OBJECTIVE
Return every line of the records below exactly as it appears, leaving the pictures out of your answer.

SUPPLIED INFORMATION
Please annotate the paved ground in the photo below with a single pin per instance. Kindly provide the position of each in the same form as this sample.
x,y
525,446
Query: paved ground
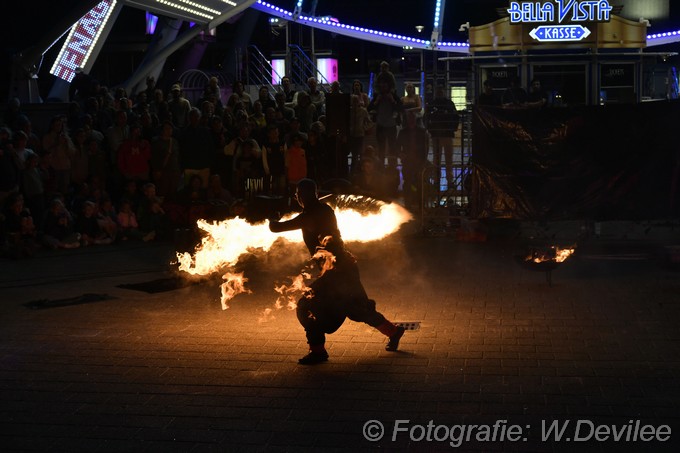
x,y
599,349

SOLUTION
Please annotate the paved ground in the photo below with a single pin per instance. Kindly provide the position of each in the same form as this sample.
x,y
525,446
Query: paved ground
x,y
599,349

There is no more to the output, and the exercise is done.